*** Listed entries Section Begins ***
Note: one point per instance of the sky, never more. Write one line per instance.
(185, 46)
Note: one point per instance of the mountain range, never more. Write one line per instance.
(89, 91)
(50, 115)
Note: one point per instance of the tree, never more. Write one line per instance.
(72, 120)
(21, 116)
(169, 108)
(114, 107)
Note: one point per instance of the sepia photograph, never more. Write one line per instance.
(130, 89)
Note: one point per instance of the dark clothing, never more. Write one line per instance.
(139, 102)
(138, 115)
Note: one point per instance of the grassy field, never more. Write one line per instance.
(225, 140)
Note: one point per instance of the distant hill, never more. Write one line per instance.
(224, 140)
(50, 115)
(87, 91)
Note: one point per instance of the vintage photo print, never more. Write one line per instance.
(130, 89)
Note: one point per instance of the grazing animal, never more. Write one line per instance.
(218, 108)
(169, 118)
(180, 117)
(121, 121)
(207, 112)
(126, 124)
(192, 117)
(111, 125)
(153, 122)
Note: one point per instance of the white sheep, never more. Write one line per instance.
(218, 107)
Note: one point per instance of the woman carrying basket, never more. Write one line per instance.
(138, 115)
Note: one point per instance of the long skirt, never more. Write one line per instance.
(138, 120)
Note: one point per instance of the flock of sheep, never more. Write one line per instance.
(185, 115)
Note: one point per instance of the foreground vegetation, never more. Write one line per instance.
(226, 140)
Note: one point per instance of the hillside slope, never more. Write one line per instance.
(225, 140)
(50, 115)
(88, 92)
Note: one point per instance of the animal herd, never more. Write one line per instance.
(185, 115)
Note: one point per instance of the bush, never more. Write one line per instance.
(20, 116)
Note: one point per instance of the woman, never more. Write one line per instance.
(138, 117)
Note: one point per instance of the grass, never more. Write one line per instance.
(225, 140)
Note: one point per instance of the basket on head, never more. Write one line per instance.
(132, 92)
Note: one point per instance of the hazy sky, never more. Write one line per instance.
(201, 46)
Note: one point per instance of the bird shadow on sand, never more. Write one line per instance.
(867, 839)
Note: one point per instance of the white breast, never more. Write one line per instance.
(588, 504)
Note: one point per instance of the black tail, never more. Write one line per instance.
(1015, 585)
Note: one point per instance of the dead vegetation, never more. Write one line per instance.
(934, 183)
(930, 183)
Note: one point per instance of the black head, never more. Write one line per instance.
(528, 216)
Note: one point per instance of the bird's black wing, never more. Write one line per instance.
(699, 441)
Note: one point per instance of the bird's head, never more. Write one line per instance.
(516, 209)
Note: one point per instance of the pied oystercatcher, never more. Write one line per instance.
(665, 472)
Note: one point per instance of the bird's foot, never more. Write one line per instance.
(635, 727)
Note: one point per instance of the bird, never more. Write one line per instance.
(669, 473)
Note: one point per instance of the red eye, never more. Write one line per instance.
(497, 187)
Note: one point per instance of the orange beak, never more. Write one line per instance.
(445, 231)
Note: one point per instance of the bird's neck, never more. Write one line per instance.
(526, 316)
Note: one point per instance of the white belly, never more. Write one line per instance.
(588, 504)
*** Listed entries Section Ends ***
Goal of the exercise => When you output the entries, keep every word exactly as it stands.

Task solution =>
Note: one point per instance of the sky, never more. Write one line per instance.
(185, 46)
Note: one point per instance of the mountain range, never more. Write one line per instance.
(89, 91)
(50, 115)
Note: one point per instance of the tree, never more. Write one line per instance.
(72, 120)
(21, 116)
(169, 108)
(114, 107)
Note: one point per instance of the sepia photograph, never more. Write one line per instance.
(130, 89)
Note: one point per instance of the dark clothing, never more. Write one line per instance.
(139, 102)
(138, 115)
Note: one point per instance of the grassy field, never more. Write one line per instance.
(225, 140)
Note: one point per instance of the distant hill, never more. Write one line per instance.
(224, 140)
(50, 115)
(87, 91)
Note: one point per instance of the vintage photo print, never more. Write one line per instance.
(130, 89)
Note: one point per instance of the grazing animal, never more. Write one line per instance.
(218, 108)
(169, 118)
(180, 117)
(121, 121)
(207, 112)
(126, 124)
(192, 117)
(111, 125)
(153, 122)
Note: one point per instance of the white sheep, never more. Write one line per instance.
(218, 107)
Note: one point per instance of the woman carrying basket, never more. Write one line per instance.
(138, 115)
Note: one point per instance of the long skirt, never more. Write one line per instance.
(138, 120)
Note: one point per instance of the flock of sheep, never more. Write one line per instance.
(185, 115)
Note: one point per instance of the foreground vegetation, never more. Write one line per instance.
(226, 140)
Note: one point per instance of the hillside slope, never more. Write one line per instance.
(225, 140)
(50, 115)
(88, 92)
Note: one point per instance of the animal herd, never more. Write one line per instance.
(185, 115)
Note: one point per instance of the bush, never more. Write one line per instance.
(20, 116)
Note: one point per instance of the woman, never more. Write one line per instance.
(138, 117)
Note: one point per instance of the grass, never more. Write one line per instance.
(225, 140)
Note: one point per instance of the basket on head, never more. Write one line per instance.
(132, 92)
Note: one point per instance of the hazy sky, never more. Write one line per instance.
(201, 46)
Note: one point per instance of the bird shadow on sand, never more. Write one line per instance.
(867, 839)
Note: one point per instance of the white breast, never more. Write one line per instance.
(588, 504)
Note: one point per instance of the black tail, never more. Write one line per instance.
(1015, 585)
Note: one point per instance of the dead vegetation, never more. Write one line per instance.
(934, 183)
(930, 183)
Note: one point per instance of the black head, never more. Write one line per instance.
(528, 216)
Note: one point per instance of the bird's black wing, never more. Write one line per instance.
(699, 441)
Note: one point per instance of the bird's head, never more. Write one line per instance.
(516, 209)
Note: one point per instance of the pied oystercatcher, never more. Write one line per instance.
(665, 472)
Note: one point per instance of the bird's foot, never more. Write one line per instance.
(635, 727)
Note: one point per instance of the bird, never more. Write one line per instance.
(669, 473)
Note: one point per instance of the red eye, never more. Write one line per instance.
(497, 187)
Note: one point per instance of the orange beak, never more. Write one line per instance.
(445, 231)
Note: one point per instance of the bird's neck, never more. Write one line per instance.
(526, 316)
Note: one point per instance of the white belly, never more. Write one line per instance.
(588, 504)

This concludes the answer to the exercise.